• **EXCERPTED PASSAGE**:

Content starts

Through all the discussions, the to-dos over America’s problems with blackness and whiteness, the debates about origins and ethics, Africans have been dying. In droves. By 2000, the World Health Organization reported, average life expectancy in sub-Saharan Africa was 45 years. All ten of the countries with the shortest lifespans on earth are in sub-Saharan Africa. Life for many Africans would be abrupt and dire even without AIDS. With it, the dying that began with Slim over a quarter-century ago increased continuously. By the mid ’90s there were two and a half million new HIV infections among African adults every year according to estimates of the United Nations Programme on AIDS (UNAIDS), and the incidence has remained about that high since then. Even under the most optimistic scenario that UNAIDS could envision in a 2005 report, the AIDS death rate in Africa will continue to rise for the coming twenty years. Optimistically, 67 million Africans will have died of AIDS by 2025. Pessimistically, the toll will be over 80 million.

The difference between UNAIDS’ optimism and pessimism for Africa is a combination of good domestic policy on the part of struggling African nations and lots and lots of foreign involvement. The most auspicious prediction for Africa would require an outlay of 200 billion dollars for improvements in health, education, and infrastructure. Depending on the week in which you are reading this article, the US might or might not currently support World Bank head Paul Wolfowitz’s proposal for a tripling of aid to Africa, or Tony Blair’s proposal for poor-nation debt relief. The US might still be tying AIDS funding to policy statements against prostitution, or might have created some new moralism-angled arm-twisting. We might have replaced condoms (in 2004 the US shipped half a billion condoms a year to Africa) with faith-based abstinence-only campaigns, the current president’s nod to “prayer and humiliation”; we might be backing condoms. We might still, as now, be devoting slightly more foreign aid to Egypt and Israel than to all of sub-Saharan Africa combined, or perhaps it will be slightly less.

Content ends

Referring expression pointing data:
Content starts

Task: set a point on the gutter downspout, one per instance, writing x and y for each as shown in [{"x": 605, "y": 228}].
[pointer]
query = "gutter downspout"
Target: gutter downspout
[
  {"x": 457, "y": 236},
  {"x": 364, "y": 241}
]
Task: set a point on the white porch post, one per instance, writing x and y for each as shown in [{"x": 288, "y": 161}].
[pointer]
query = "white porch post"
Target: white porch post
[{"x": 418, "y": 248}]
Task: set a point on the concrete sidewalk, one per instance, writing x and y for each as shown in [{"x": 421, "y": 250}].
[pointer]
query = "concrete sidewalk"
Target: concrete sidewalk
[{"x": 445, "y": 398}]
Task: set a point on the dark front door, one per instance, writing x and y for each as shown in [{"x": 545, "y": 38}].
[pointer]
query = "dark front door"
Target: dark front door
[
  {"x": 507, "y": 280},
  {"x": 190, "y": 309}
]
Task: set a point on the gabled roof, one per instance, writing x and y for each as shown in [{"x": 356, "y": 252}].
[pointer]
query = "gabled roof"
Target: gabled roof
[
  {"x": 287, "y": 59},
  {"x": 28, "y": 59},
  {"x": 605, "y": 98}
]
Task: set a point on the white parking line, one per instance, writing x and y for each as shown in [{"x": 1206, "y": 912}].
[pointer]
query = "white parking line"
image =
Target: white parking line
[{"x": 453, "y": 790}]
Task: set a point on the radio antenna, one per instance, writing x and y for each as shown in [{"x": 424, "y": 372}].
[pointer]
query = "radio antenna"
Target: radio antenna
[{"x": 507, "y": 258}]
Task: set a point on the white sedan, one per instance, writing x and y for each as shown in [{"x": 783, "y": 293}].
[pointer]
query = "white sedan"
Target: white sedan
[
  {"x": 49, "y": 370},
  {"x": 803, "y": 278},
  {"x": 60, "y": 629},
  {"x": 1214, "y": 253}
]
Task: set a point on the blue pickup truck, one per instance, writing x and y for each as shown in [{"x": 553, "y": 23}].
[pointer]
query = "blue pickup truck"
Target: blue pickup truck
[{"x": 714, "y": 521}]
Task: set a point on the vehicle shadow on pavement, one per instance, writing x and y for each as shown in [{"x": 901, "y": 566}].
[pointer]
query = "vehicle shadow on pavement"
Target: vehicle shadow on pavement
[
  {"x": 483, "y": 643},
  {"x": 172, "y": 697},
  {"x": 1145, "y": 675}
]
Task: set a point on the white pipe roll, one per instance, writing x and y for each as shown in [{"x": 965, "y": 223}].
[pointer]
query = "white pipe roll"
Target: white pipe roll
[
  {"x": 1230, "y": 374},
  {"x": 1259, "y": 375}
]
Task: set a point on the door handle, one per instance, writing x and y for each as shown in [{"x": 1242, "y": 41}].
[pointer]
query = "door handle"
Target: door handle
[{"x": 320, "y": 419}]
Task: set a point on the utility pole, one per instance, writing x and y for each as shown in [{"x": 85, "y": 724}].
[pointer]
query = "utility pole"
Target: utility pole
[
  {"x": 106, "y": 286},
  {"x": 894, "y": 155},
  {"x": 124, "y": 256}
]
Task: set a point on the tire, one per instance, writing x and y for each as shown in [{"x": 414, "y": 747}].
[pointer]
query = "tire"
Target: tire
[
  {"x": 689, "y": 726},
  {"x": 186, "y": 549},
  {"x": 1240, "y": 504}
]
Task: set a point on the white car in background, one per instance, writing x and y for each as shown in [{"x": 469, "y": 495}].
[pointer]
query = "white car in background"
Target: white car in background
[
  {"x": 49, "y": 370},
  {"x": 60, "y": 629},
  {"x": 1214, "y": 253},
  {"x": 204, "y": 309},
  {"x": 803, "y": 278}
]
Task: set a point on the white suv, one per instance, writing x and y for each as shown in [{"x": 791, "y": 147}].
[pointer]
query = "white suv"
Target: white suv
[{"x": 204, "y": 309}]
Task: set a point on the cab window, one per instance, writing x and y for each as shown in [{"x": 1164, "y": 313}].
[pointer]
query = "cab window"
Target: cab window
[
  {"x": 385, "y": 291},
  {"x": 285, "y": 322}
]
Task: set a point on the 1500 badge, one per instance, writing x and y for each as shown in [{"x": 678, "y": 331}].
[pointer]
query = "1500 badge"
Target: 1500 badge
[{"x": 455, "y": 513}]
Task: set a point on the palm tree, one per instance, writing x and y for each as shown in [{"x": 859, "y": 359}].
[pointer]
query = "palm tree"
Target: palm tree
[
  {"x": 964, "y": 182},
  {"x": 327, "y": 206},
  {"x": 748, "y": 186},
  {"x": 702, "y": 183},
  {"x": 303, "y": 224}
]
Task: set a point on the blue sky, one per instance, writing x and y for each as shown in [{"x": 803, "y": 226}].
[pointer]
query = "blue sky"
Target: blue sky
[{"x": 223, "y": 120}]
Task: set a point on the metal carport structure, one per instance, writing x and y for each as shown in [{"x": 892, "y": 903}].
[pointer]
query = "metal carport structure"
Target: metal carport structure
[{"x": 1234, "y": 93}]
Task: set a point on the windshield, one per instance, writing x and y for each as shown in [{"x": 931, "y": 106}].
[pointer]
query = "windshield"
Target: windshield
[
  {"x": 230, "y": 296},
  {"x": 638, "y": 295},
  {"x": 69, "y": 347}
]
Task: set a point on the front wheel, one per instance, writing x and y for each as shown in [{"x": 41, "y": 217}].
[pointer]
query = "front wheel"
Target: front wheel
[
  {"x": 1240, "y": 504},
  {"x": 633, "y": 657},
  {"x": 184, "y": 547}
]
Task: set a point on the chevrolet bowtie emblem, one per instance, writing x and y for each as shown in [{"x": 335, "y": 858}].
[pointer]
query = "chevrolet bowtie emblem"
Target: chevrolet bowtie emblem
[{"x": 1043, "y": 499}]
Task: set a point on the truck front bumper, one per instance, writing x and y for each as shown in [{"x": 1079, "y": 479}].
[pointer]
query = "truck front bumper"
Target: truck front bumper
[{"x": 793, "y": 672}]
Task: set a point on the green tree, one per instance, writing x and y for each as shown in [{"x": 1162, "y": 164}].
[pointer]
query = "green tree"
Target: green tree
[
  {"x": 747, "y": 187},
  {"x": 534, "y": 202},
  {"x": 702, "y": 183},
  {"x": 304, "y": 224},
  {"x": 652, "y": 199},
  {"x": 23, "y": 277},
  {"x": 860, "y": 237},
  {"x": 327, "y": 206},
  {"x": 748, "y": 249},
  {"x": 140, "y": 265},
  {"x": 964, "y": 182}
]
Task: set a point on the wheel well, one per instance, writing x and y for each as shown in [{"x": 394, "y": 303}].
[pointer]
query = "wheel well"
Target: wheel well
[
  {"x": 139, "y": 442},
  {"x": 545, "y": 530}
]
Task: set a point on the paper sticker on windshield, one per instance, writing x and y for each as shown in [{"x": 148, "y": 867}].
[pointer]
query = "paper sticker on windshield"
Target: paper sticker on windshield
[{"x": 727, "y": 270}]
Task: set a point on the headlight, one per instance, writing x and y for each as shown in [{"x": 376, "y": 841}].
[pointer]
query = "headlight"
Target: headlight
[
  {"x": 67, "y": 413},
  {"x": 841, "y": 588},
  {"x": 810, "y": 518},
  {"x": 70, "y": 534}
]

Content ends

• **TASKS**:
(1) Answer these from the passage on AIDS in Africa:
(a) What average life expectancy did the World Health Organization report for sub-Saharan Africa by 2000?
(b) Under the pessimistic view, how many Africans will have died of AIDS by 2025?
(c) How many condoms a year did the US ship to Africa in 2004?
(2) In one to three sentences, explain what the passage on AIDS in Africa says separates the optimistic UNAIDS outlook from the pessimistic one.

• **RESPONSES BY TASK**:
(1)
(a) 45 years
(b) Over 80 million
(c) Half a billion

(2) The gap comes from good domestic policy by struggling African nations combined with a great deal of foreign involvement. The most hopeful outcome would require spending 200 billion dollars on improvements in health, education, and infrastructure.